(Stored records)
_____

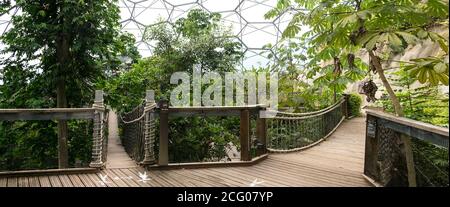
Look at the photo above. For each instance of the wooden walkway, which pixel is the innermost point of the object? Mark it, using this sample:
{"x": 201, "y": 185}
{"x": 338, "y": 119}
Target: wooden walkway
{"x": 338, "y": 161}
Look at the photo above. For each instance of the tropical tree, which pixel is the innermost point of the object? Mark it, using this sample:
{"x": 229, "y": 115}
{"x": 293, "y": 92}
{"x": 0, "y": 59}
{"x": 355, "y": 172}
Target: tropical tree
{"x": 341, "y": 32}
{"x": 59, "y": 49}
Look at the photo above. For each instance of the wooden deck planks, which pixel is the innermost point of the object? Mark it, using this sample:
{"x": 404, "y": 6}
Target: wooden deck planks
{"x": 3, "y": 182}
{"x": 338, "y": 161}
{"x": 33, "y": 182}
{"x": 22, "y": 182}
{"x": 44, "y": 181}
{"x": 12, "y": 182}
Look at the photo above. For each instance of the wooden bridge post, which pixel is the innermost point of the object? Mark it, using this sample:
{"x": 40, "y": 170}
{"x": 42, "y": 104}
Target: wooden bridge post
{"x": 149, "y": 131}
{"x": 163, "y": 158}
{"x": 261, "y": 132}
{"x": 371, "y": 148}
{"x": 245, "y": 135}
{"x": 98, "y": 135}
{"x": 409, "y": 160}
{"x": 345, "y": 106}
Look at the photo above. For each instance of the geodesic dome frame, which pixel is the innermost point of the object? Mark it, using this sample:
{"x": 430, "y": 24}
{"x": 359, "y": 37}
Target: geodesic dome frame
{"x": 245, "y": 18}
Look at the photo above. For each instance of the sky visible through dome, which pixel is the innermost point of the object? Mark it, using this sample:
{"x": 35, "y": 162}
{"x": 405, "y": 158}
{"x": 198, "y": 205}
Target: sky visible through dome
{"x": 244, "y": 17}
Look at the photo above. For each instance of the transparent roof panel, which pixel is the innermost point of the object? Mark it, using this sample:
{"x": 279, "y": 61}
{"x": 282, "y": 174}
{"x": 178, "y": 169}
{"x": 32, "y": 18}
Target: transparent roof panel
{"x": 245, "y": 18}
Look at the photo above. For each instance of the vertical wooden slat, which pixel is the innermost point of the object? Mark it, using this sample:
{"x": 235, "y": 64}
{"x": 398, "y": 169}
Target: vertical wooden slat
{"x": 245, "y": 135}
{"x": 371, "y": 149}
{"x": 163, "y": 158}
{"x": 12, "y": 182}
{"x": 261, "y": 132}
{"x": 409, "y": 160}
{"x": 23, "y": 182}
{"x": 3, "y": 182}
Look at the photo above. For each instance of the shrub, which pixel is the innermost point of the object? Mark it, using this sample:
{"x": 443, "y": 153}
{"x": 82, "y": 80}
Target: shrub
{"x": 354, "y": 105}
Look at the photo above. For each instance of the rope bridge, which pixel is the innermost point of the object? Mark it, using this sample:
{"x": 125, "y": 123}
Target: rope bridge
{"x": 285, "y": 132}
{"x": 289, "y": 132}
{"x": 138, "y": 135}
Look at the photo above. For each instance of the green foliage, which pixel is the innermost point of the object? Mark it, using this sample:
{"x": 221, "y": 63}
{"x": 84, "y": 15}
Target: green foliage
{"x": 74, "y": 42}
{"x": 33, "y": 144}
{"x": 424, "y": 103}
{"x": 354, "y": 104}
{"x": 197, "y": 39}
{"x": 338, "y": 29}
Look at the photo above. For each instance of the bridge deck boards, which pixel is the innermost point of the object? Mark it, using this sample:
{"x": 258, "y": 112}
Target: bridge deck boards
{"x": 338, "y": 161}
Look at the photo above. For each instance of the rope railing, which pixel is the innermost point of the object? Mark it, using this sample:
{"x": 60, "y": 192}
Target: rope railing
{"x": 138, "y": 131}
{"x": 97, "y": 113}
{"x": 288, "y": 132}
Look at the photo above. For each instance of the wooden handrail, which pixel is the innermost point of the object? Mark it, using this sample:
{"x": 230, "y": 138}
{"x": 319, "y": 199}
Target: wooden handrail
{"x": 47, "y": 114}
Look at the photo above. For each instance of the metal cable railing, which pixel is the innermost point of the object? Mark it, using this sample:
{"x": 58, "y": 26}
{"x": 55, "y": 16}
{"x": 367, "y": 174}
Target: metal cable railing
{"x": 405, "y": 152}
{"x": 138, "y": 133}
{"x": 295, "y": 131}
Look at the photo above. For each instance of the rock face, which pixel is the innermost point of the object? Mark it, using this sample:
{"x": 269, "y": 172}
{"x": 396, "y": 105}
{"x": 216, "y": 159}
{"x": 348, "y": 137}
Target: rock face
{"x": 425, "y": 49}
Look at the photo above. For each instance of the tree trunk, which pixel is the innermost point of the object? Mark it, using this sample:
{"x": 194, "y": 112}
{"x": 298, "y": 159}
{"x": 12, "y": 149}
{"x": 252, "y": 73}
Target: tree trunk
{"x": 62, "y": 52}
{"x": 395, "y": 102}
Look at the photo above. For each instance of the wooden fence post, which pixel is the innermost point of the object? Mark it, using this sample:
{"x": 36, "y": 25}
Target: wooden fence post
{"x": 98, "y": 135}
{"x": 409, "y": 160}
{"x": 245, "y": 135}
{"x": 261, "y": 132}
{"x": 149, "y": 128}
{"x": 371, "y": 148}
{"x": 163, "y": 158}
{"x": 345, "y": 105}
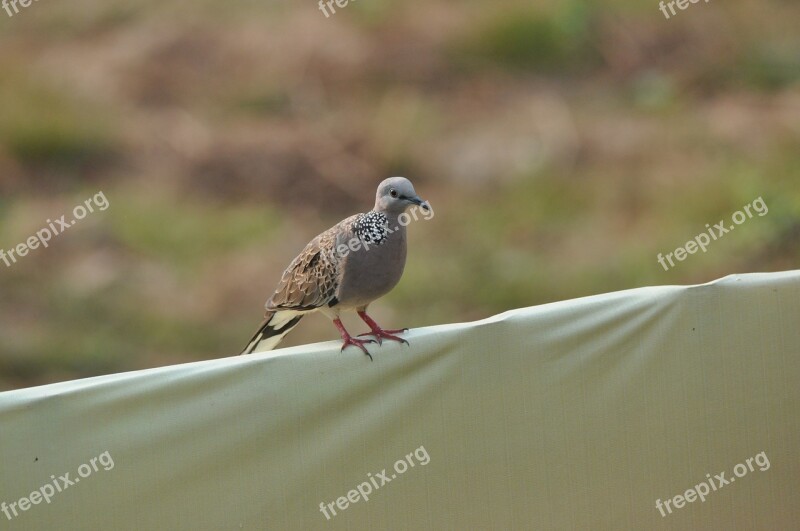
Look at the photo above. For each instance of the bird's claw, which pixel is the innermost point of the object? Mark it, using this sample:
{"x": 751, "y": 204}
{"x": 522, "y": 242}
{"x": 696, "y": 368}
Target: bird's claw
{"x": 380, "y": 334}
{"x": 358, "y": 343}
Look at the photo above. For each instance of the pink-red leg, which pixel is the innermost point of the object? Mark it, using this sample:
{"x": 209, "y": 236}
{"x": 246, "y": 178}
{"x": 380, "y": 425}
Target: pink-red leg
{"x": 347, "y": 339}
{"x": 378, "y": 332}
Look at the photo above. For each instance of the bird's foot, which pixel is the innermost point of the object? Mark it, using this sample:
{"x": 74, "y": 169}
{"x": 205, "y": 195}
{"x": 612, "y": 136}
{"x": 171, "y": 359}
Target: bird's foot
{"x": 380, "y": 334}
{"x": 349, "y": 340}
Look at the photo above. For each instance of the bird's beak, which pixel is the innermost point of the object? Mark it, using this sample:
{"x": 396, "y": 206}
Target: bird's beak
{"x": 419, "y": 202}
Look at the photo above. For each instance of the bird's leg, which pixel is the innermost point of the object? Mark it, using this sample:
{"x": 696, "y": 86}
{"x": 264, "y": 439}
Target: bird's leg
{"x": 347, "y": 339}
{"x": 380, "y": 333}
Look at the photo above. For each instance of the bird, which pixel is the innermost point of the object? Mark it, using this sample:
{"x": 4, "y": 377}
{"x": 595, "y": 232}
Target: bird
{"x": 345, "y": 268}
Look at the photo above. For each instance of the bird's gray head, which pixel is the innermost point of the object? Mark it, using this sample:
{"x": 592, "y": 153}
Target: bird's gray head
{"x": 396, "y": 194}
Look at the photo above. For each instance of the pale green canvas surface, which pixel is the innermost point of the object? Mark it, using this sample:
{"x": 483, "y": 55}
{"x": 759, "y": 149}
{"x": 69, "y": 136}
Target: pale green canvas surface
{"x": 574, "y": 415}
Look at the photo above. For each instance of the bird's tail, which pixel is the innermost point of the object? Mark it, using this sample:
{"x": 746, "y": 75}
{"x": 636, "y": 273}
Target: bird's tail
{"x": 272, "y": 331}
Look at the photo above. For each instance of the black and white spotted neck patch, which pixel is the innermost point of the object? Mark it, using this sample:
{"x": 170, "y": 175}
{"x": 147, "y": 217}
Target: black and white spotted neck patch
{"x": 372, "y": 228}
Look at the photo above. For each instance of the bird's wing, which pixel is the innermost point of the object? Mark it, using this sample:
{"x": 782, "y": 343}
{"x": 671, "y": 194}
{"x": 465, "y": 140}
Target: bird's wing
{"x": 313, "y": 277}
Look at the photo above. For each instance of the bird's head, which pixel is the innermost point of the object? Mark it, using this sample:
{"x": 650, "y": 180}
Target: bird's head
{"x": 396, "y": 194}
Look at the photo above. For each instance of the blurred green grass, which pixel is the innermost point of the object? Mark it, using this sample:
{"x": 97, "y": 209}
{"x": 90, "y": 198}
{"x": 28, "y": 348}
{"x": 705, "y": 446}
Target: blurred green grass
{"x": 563, "y": 147}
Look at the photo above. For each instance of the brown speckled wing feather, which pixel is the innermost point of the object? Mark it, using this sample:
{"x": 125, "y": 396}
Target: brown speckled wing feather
{"x": 312, "y": 279}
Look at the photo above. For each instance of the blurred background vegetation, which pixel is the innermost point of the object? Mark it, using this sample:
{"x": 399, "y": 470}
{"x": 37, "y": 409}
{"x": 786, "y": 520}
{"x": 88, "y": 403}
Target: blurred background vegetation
{"x": 562, "y": 144}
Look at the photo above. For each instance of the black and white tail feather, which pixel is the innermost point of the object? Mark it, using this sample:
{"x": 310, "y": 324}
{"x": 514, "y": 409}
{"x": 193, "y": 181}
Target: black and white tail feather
{"x": 272, "y": 331}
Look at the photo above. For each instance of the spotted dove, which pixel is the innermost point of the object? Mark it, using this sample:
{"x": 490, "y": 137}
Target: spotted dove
{"x": 346, "y": 267}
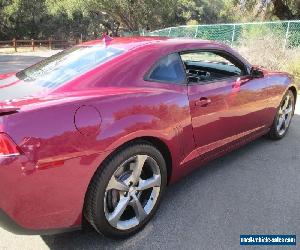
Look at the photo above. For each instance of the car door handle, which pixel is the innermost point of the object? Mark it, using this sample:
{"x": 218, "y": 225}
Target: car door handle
{"x": 203, "y": 102}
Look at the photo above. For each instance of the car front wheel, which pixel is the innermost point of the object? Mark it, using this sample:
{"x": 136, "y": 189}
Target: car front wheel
{"x": 283, "y": 117}
{"x": 125, "y": 192}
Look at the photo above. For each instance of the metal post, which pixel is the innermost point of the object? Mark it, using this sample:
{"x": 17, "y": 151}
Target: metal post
{"x": 233, "y": 35}
{"x": 50, "y": 43}
{"x": 286, "y": 36}
{"x": 196, "y": 33}
{"x": 32, "y": 44}
{"x": 15, "y": 44}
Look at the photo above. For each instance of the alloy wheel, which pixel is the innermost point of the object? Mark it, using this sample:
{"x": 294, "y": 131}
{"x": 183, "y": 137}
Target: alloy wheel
{"x": 285, "y": 115}
{"x": 132, "y": 192}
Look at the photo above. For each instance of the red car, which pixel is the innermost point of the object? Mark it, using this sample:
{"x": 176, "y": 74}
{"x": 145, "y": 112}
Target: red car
{"x": 98, "y": 131}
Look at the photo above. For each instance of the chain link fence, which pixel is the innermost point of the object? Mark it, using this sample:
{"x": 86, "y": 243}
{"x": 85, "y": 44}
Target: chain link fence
{"x": 287, "y": 31}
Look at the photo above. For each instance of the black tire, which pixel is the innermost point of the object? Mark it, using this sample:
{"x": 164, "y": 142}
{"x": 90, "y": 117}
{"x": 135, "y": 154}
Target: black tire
{"x": 274, "y": 134}
{"x": 94, "y": 200}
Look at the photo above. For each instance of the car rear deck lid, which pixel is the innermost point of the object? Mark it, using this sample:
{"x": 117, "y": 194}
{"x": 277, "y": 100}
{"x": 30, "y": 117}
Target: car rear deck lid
{"x": 4, "y": 110}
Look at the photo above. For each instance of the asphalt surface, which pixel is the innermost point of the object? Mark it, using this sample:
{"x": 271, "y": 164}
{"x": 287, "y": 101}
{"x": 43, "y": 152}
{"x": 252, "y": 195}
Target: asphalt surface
{"x": 253, "y": 190}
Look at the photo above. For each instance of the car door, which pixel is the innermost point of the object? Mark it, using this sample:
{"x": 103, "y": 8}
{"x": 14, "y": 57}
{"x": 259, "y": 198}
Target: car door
{"x": 226, "y": 103}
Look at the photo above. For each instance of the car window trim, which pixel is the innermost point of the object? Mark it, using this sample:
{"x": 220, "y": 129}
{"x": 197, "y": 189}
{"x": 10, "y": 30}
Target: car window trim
{"x": 235, "y": 59}
{"x": 149, "y": 72}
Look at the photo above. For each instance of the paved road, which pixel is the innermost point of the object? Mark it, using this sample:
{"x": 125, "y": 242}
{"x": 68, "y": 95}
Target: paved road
{"x": 252, "y": 190}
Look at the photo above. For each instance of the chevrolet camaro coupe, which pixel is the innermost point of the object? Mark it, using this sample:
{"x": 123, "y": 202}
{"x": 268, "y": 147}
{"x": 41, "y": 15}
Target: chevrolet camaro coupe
{"x": 95, "y": 133}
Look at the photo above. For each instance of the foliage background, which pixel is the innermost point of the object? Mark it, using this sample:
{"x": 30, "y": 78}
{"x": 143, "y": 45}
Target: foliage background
{"x": 71, "y": 19}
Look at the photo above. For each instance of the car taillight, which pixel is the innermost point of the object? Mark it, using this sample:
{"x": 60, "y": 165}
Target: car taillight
{"x": 7, "y": 146}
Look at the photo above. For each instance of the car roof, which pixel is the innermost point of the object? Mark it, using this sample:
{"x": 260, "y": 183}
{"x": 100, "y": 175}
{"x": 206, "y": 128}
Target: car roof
{"x": 129, "y": 43}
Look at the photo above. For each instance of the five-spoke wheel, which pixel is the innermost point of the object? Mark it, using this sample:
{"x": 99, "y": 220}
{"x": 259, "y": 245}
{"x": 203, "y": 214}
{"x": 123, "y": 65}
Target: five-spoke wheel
{"x": 283, "y": 117}
{"x": 125, "y": 192}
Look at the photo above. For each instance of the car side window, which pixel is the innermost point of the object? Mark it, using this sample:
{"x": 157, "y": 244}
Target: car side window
{"x": 202, "y": 66}
{"x": 168, "y": 69}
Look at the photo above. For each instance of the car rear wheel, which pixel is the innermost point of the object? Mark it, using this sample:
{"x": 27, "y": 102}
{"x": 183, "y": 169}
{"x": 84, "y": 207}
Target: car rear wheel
{"x": 125, "y": 192}
{"x": 283, "y": 117}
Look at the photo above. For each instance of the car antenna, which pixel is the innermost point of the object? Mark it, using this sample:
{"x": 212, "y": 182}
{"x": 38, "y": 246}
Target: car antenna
{"x": 106, "y": 38}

_____

→ **EXERCISE DIRECTIONS**:
Retype the records above word for word, from their first line through the line containing "the wooden deck", and leave out every picture.

→ **ANSWER SPACE**:
Look at the photo above. For each instance of the wooden walkway, which pixel is the innermost point of the object? Mark it, using this sample:
{"x": 201, "y": 185}
{"x": 338, "y": 119}
Target: wooden walkway
{"x": 338, "y": 161}
Look at the photo above. For each instance of the tropical tree, which pixel is the innermost point of the object? Mark it, using this sample:
{"x": 229, "y": 115}
{"x": 293, "y": 92}
{"x": 0, "y": 59}
{"x": 355, "y": 172}
Target: tropical tree
{"x": 341, "y": 32}
{"x": 59, "y": 49}
Look at the photo above. For each instance of the wooden deck planks, which pixel is the innermost point of the object? Mark it, using this sample:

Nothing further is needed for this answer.